SOURCE EXTRACT:
====================
Advertisement

Bill Plaschke: Baseball has its greatest regular-season finish

Share

This article was originally on a blog post platform and may be missing photos, graphics or links. See About archive blog posts.

It was 180 days boiled into 180 seconds.

It gurgled with drama and popped with passion and when it ended, folks were wiping the steam from their eyes and wondering, really, truly, did that just happen?

The last night of the 2011 baseball regular season Wednesday may have been the greatest single night of any baseball regular season. It was two playoff wild-card spots won in final at-bats that cemented the two greatest collapses in baseball history. It was one of those spots won and lost by two separate teams in two separate games in a span of three minutes.

Advertisement

It was a night of gasping and groaning and frantic texting and nutty tweeting and shouting out loud in front of giant televisions all across America. It was a night filled with the sort of riveting emotion that only baseball at its best can still provide and when it ended, Evan Longoria, home-run hitting hero of the playoff-bound Tampa Bay Rays, stood dazed in front of a camera and spoke about the perfect storm that encapsulated an ancient culture.

‘It was like we were out there for five hours ... then everything happened in a matter of seconds,’ he said.

How did it end? How do we start?

It was one of baseball’s most historically choking franchises gagging again, in the ninth inning, with two out and nobody on base and their veteran closer protecting a one-run lead against the Baltimore Orioles. The Boston Red Sox were 77-0 in those situations this season before Wednesday, then Jonathan Papelbon lost it and Carl Crawford blew it and the whole lot of them crumbled into history.

Three minutes later and about 1,000 miles away -- yeah, just three minutes -- it was one of baseball’s most delightful franchises stunning again, overcoming a 7-0 deficit to the best team in baseball. The Tampa Bay Rays tied the New York Yankees with a two-strike, two-out homer in the ninth by a guy who had not hit one in five months -- Dan Johnson, I believe -- then they won three innings later and danced into October.

Wait. It was more. It was much more. It was screaming-in-the-dugout, hands-buried-in-faces more.
====================
DATA RECORDS:

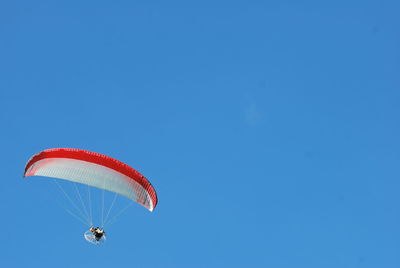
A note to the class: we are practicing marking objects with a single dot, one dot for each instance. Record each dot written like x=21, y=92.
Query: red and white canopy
x=93, y=169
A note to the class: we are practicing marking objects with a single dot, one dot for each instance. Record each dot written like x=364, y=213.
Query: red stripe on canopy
x=99, y=159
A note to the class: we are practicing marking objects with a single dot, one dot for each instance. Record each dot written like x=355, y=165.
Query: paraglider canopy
x=93, y=169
====================
GIVEN EXERCISE:
In the baseball column, which team did the Tampa Bay Rays come back against after trailing 7-0?

COMPLETED TASK:
The New York Yankees